[[ Provided material open ]]

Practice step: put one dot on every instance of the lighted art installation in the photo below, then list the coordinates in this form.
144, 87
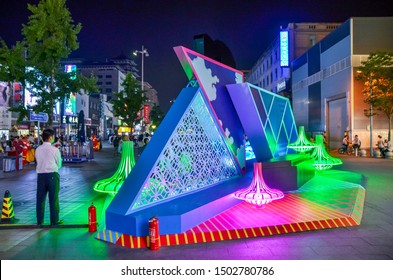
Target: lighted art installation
302, 144
258, 193
212, 77
267, 119
322, 160
192, 175
127, 162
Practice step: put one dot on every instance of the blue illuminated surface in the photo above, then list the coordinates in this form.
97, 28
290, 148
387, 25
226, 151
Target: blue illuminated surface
284, 49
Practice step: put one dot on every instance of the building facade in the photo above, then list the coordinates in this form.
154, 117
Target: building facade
325, 93
268, 73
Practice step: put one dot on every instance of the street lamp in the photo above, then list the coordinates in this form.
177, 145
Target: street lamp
370, 80
371, 116
144, 53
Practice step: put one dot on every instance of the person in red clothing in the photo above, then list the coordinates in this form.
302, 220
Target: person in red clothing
17, 144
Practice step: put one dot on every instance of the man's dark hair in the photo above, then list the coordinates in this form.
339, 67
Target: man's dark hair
47, 133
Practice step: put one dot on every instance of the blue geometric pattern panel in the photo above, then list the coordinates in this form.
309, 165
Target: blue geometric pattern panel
267, 120
195, 157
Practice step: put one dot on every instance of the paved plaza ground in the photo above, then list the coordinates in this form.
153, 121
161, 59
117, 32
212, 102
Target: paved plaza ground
372, 240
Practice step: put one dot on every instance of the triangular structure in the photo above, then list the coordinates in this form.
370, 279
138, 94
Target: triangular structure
212, 77
187, 154
267, 120
194, 157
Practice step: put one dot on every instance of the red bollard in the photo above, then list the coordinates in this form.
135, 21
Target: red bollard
154, 234
92, 218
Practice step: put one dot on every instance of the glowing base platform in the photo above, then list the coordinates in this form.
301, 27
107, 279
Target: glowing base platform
330, 200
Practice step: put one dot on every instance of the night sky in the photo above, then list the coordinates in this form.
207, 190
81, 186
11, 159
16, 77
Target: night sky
114, 27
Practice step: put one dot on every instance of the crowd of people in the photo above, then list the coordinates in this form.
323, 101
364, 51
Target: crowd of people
140, 142
383, 146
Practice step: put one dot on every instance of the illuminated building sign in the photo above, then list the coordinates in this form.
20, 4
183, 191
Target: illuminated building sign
69, 68
146, 114
70, 102
281, 86
70, 119
284, 49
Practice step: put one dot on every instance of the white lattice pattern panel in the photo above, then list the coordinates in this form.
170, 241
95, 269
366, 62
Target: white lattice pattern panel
195, 157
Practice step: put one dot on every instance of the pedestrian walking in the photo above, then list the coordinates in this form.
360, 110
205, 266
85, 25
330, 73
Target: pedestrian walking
49, 161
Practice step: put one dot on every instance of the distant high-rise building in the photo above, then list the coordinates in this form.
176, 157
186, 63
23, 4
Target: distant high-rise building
270, 72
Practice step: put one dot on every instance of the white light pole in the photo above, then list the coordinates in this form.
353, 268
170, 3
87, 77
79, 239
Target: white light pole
144, 53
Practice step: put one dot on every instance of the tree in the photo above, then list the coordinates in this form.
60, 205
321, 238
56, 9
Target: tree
50, 36
377, 74
12, 64
128, 102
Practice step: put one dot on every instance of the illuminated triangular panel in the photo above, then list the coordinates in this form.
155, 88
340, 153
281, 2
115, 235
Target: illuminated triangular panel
187, 154
267, 120
195, 157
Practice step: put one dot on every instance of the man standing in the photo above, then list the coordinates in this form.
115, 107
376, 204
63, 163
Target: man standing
48, 179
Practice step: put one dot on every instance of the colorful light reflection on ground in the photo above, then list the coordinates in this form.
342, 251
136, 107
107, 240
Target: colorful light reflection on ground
330, 200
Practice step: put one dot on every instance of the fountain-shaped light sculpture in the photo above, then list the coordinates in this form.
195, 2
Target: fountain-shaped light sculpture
322, 160
127, 162
302, 144
258, 193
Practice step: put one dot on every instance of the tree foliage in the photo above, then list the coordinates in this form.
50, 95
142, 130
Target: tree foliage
49, 37
377, 74
128, 102
156, 116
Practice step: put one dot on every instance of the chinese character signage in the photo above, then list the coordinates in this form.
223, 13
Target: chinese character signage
146, 114
284, 48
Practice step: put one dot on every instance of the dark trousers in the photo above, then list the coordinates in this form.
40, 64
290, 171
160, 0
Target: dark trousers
48, 183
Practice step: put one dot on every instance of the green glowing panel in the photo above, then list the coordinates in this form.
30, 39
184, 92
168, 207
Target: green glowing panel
302, 144
127, 162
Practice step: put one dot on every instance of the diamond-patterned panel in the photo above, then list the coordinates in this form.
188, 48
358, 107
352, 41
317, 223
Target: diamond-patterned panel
195, 157
274, 114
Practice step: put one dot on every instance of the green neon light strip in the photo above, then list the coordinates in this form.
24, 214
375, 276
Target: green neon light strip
302, 144
127, 162
322, 160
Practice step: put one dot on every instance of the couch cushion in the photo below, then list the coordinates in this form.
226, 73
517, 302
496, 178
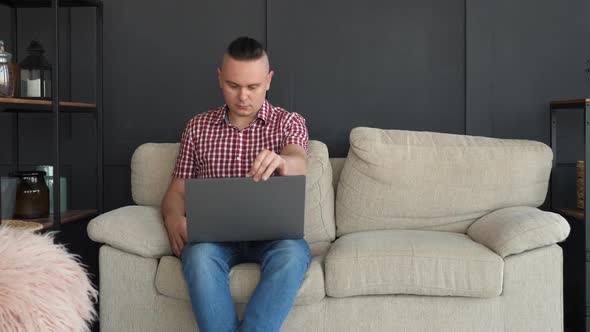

[[ Provided material closed ]]

Copy every line of the data exactly as written, excluding the pictures.

> _Reply to the exercise_:
Practice step: put one dot on every instance of the lighted art installation in the photo below, then list the coordinates in this form.
144, 87
Target: lighted art installation
302, 144
258, 193
212, 77
267, 119
322, 160
192, 175
127, 162
Practice step: put one dot on every instance of the blue illuminated surface in the photo above, then list the coordinates in this form.
97, 28
290, 148
387, 25
226, 151
Target: blue illuminated surface
284, 49
Practice step: put one dot on every instance of the building facade in the photo above, then list the coordinates in this form.
154, 117
Target: building facade
325, 93
268, 73
Practice step: put one dot on every instance of the street lamp in the photo above, then list the coordinates in this form.
177, 145
Target: street lamp
370, 80
371, 116
144, 53
Practice step: put one dot on every instance of the person in red clothing in the photo above, then list the coordinates in this form.
302, 220
Target: person in red clothing
17, 144
Practice step: put one dot on every instance of the man's dark hair in the photo above, then list the coordinates in this form.
339, 67
Target: man's dark hair
47, 133
Practice step: put one dot on every instance of the blue geometric pattern panel in the photo above, then list the coordinates in this form.
309, 165
Target: blue geometric pattern panel
267, 120
195, 157
Practice step: put one dot on every instance of the paved plaza ground in the photo above, then list the coordinates in this form.
153, 121
161, 59
117, 32
212, 102
Target: paved plaza ground
372, 240
Practice step: put one dot on every instance of the triangular structure in the photo above, then list the coordinates in this form.
370, 279
138, 94
Target: triangular structure
212, 77
187, 154
267, 120
194, 157
Practice step: put one dot on every instance of the red bollard in the photo above, then list the coordinates in this form.
135, 21
Target: red bollard
154, 234
92, 218
Practice step: put one dot on every instance of the glowing base platform in the photo above, then list the coordinates in this form.
301, 27
107, 279
Target: glowing base platform
330, 200
Practice step: put one dot on every instance of the night sky in the photo above, then list the coordinates in this form.
207, 190
81, 186
11, 159
16, 77
Target: night sky
114, 27
Practice step: put one dot on every instance of the crowd of people in the photo above, then list the coordinates in this form.
323, 101
364, 51
Target: crowd of people
140, 142
383, 146
Practice step: put one dot on every instance of the illuminated building sign in the photo above, then list the coordinates in this form.
20, 4
183, 191
Target: illuminated building sign
69, 68
146, 114
70, 102
281, 86
70, 119
284, 49
Practice step: put one dot on every instance of the white lattice pattern panel in the photo above, then list the coordinates in this form.
170, 241
95, 269
366, 62
Target: white lattice pattern panel
195, 157
Practice step: put one dot on every instance of the pedestrian walking in the photo above, then list the coordinates in this form.
360, 110
205, 266
85, 25
330, 73
Target: pedestrian walking
49, 161
Practice step: put one dot on every instance of the distant high-rise building in the photo above, then list the coordinates in this form.
176, 157
186, 63
23, 4
Target: distant high-rise building
270, 72
Practice step: put one dot on every instance of the white light pole in the photo above, then list the coordinates in this form.
353, 268
170, 3
87, 77
79, 239
Target: white light pole
144, 53
Practice step: put one dot on every instance of the tree in the photo above, then list the coordinates in this form.
60, 205
321, 238
56, 9
Target: tree
50, 36
377, 74
12, 64
128, 102
Practice step: put one dot on every instance of the illuminated triangular panel in the photo above, then list the coordinates in this form.
155, 88
340, 153
281, 2
115, 235
Target: illuminated triangular panel
187, 154
267, 120
195, 157
Practice step: put one dot on every instance of the man standing in the photo above, then list the coordinates in this form.
115, 107
376, 204
63, 163
Target: man standing
48, 179
Practice step: put one dot on every instance of the colorful light reflection on ground in the photo above, then list the coordinates in this form.
342, 251
136, 107
107, 240
Target: colorful light reflection on ground
330, 200
Practice step: put one dot on every instance of the fountain-shaped light sculpture in the photo above, then list the coordinates in this form.
195, 2
Target: fountain-shaped light sculpture
322, 160
127, 162
302, 144
258, 193
Practice step: put one dot on every instance of the tree foliage in the photo above, then list the coordinates in this form.
50, 95
142, 130
Target: tree foliage
49, 37
377, 74
128, 102
156, 116
Practice step: put one dot on every instance of the chinese character signage in the photo above, then list the coordinates in this form.
223, 13
Target: chinese character signage
146, 114
284, 48
Practice step: put one dot on every instance of the dark trousers in the photo above, then list the coordinates in this form.
40, 64
290, 171
160, 0
Target: dark trousers
48, 183
Practice step: put one dot on every instance of the green glowing panel in the photo above, then list the coordinates in this form.
30, 39
184, 92
168, 207
Target: green glowing panel
302, 144
127, 162
Practice step: put one dot on every instance of the diamond-patterned panel in the photo above, then list the coordinates in this form.
188, 48
358, 107
352, 41
317, 223
Target: diamond-patterned panel
195, 157
274, 114
Practice step: put one dot on every instance of the green neon light strip in the photo above, then list the coordinates in this form.
24, 214
375, 276
Target: green neon light strip
302, 144
127, 162
322, 160
Practice step: put one dot on every instance of the couch cushion in the photo below, then list the coordinates in this form.
226, 73
517, 302
496, 178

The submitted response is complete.